# What you need to do
Can you output a numbered list of the lines in the listing below, starting with the line that contains "For every instance of the grey" and continuing through the final line, leaving out any blank lines?

Records of labeled points
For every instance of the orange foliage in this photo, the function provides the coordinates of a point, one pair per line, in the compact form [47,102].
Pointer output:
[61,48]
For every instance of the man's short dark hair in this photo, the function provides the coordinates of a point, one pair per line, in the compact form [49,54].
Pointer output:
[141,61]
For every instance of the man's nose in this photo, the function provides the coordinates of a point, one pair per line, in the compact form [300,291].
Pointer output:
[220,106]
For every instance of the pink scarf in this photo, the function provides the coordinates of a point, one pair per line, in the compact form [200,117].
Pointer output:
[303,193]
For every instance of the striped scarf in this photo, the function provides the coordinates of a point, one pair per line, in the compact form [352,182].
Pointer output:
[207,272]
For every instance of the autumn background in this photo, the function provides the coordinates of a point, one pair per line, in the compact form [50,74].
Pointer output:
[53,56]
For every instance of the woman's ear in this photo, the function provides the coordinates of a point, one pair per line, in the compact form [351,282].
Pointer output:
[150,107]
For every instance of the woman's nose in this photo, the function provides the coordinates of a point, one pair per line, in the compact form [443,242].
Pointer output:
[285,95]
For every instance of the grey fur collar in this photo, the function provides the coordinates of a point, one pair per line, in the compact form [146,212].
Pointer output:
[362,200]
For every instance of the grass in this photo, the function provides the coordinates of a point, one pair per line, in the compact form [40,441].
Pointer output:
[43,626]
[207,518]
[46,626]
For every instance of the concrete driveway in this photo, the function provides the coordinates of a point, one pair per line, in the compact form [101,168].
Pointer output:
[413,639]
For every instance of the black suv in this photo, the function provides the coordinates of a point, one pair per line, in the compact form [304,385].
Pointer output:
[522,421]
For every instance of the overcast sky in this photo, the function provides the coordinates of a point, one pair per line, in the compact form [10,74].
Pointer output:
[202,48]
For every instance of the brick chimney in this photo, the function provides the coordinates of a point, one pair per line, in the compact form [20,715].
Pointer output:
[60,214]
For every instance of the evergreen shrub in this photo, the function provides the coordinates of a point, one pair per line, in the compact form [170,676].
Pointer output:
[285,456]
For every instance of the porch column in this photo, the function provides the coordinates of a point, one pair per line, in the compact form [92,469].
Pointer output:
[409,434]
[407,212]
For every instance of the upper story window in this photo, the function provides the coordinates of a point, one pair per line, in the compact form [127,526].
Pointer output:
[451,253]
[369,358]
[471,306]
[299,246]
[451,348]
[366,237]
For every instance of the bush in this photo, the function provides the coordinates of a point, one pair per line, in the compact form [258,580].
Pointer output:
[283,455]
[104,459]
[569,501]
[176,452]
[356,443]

# Task solution
1. For every instance of the grey fur collar in this photo, the function provides the coordinates of a point, one pair per line, in the compact form [146,212].
2. Pointer output:
3. [362,200]
4. For every instance of the grass in this photo, the function provides the coordinates of a point, one pair per line, in the compact form [40,441].
5. Pointer output:
6. [43,626]
7. [207,518]
8. [46,626]
9. For every instance of the concrete driveway in this photo, the function provides the coordinates of a point, one pair per line, in the compact form [101,168].
10. Pointer output:
11. [413,639]
12. For every instance of the black suv in this photo, the function provides the coordinates of a point, one pair per line, in the compact form [304,385].
13. Pointer output:
14. [522,421]
15. For every instance of the overcast sky in this photo, the function provides the coordinates of a point, one pair per line, in the compact form [10,74].
16. Pointer output:
17. [202,48]
18. For every instance of the brick chimney in this photo, the function provides the coordinates of a point, one pair per line, in the compact form [20,715].
19. Pointer output:
20. [60,214]
21. For every instance of the evergreen shrub in this photo, the function provides the coordinates of a point, one pair per line, in the compact form [170,676].
22. Pointer output:
23. [285,456]
24. For every instance of the porch column in this photo, the function provides the coordinates of a point, one pair per line, in the compact form [92,469].
25. Pointer output:
26. [409,434]
27. [407,212]
28. For every instance of the upper story window in this photo, the function provides the coordinates of a point, one pair per line, in the compact form [127,526].
29. Pointer output:
30. [451,253]
31. [369,358]
32. [471,306]
33. [299,246]
34. [451,348]
35. [366,237]
36. For every instance of the bush in this photo, the function provides the coordinates of a point, one pair per line, in the compact form [258,580].
37. Pointer output:
38. [283,455]
39. [104,459]
40. [569,501]
41. [176,452]
42. [356,443]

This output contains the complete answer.